* **Texto de origem**:
Sobre os 105 dias em que ‘coabitou’ com o Governo da geringonça, Cavaco Silva confessa ter sido um tempo demasiado curto para ficar com um bom conhecimento da personalidade de António Costa.

“Retive a ideia de que era um homem pessoalmente simpático e bem-disposto, de sorriso fácil. Um hábil profissional da política, um artista da arte de nunca dizer não aos pedidos que lhe eram apresentados. Uma habilidade patente na sua política de equilíbrio entre a satisfação dos interesses do PCP e do BE e as exigências de disciplina orçamental da Comissão Europeia”, escreve.

António Costa, continua, perante os problemas complexos e graves mantém “uma atitude descontraída, sem revelar grande preocupação, como se tudo fossem meras trivialidades”.

“Os problemas acabariam por se resolver com o passar do tempo e não perturbavam o gosto que sentia em ser primeiro-ministro”, acrescenta, confessando que em relação à ação do Governo tinha em 2016 “sérias preocupações quanto ao futuro do país”.

Contudo, ao longo do ano a situação do país foi melhorando, com o Governo a ter uma “aceitação cordata” às mudanças impostas pela Comissão Europeia à política orçamental.

A essa “rendição da ideologia perante a realidade” juntou-se a percepção de que o PCP, “para consolar os militantes, poderia criticar em público a política econômica e financeira do Governo, mas não poria em causa a estabilidade governativa, neutralizando, assim, a ação dos sindicatos” e “o BE, por seu turno, estava deliciado com o usufruto do naco de poder que lhe cabia”.

“A ostensiva retórica do ‘virar a página da austeridade’ permitiu iludir durante algum tempo, mas não todo”, argumenta Cavaco Silva, notando a ausência de investimento público, o crescimento da carga fiscal ou o recurso às cativações.

Demissão de Portas

A “demissão irrevogável” de Paulo Portas, em julho de 2013, do governo PSD/CDS-PP, foi incompreensível e “absolutamente inaceitável” e teve como propósito destruir a credibilidade da ministra das Finanças, revelou ainda o ex-Presidente.

(Registros de uma coleção)

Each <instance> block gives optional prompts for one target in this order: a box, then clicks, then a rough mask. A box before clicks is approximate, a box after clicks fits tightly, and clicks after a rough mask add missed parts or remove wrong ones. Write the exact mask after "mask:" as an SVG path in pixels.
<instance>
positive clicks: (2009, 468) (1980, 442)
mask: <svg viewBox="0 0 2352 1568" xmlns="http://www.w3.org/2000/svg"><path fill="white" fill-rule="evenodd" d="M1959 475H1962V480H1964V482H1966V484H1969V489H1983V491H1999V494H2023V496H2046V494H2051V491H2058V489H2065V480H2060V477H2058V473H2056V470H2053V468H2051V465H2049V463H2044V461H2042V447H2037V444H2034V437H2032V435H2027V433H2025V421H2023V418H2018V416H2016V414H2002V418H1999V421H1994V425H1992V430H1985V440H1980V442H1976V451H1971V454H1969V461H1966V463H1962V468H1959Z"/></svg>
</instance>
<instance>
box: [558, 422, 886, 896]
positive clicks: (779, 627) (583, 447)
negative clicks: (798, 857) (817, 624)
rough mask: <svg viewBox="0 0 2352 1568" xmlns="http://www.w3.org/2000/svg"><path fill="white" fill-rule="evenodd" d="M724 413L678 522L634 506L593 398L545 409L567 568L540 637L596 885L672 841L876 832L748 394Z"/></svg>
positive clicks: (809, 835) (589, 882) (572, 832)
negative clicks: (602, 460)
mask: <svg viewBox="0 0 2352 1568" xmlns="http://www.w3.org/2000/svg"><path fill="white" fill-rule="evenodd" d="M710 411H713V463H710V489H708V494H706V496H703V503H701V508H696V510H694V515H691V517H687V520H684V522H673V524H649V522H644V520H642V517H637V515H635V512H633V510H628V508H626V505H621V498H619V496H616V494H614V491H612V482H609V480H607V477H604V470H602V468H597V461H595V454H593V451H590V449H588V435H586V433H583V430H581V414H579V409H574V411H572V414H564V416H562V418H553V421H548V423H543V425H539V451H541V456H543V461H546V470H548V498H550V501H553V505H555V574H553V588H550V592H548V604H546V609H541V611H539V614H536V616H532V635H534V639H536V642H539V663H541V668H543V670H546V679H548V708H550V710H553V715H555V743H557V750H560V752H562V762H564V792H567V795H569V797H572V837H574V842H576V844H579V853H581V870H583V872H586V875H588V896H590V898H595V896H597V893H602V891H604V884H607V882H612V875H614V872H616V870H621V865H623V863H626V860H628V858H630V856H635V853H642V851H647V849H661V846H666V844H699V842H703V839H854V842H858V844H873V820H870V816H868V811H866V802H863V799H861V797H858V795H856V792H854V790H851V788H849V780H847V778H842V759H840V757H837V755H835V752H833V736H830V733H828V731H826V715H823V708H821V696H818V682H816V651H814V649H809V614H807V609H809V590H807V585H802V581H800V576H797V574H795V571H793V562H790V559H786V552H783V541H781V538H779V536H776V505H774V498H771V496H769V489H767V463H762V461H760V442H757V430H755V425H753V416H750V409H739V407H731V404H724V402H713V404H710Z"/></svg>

* **Tarefas propostas**:
(a) Com base no texto de origem, indique qual foi, segundo o ex-Presidente, o propósito da "demissão irrevogável" de Paulo Portas. Responda em uma a três frases.
(b) Resuma o texto de origem em três frases.
As linhas não são necessárias para a resolução.

* **Respostas do exercício**:
(a) Segundo o ex-Presidente, a "demissão irrevogável" de Paulo Portas, em julho de 2013, teve como propósito destruir a credibilidade da ministra das Finanças.

(b) Cavaco Silva descreve António Costa, com quem coabitou durante 105 dias, como um homem simpático e um hábil profissional da política, capaz de equilibrar os interesses do PCP e do BE com as exigências orçamentais da Comissão Europeia e de encarar problemas graves com descontração. Ele reconhece que a situação do país foi melhorando ao longo de 2016, mas considera que a retórica do "virar a página da austeridade" só iludiu durante algum tempo, diante da ausência de investimento público, do crescimento da carga fiscal e do recurso às cativações. Cavaco Silva também qualifica a "demissão irrevogável" de Paulo Portas, em 2013, como incompreensível e "absolutamente inaceitável".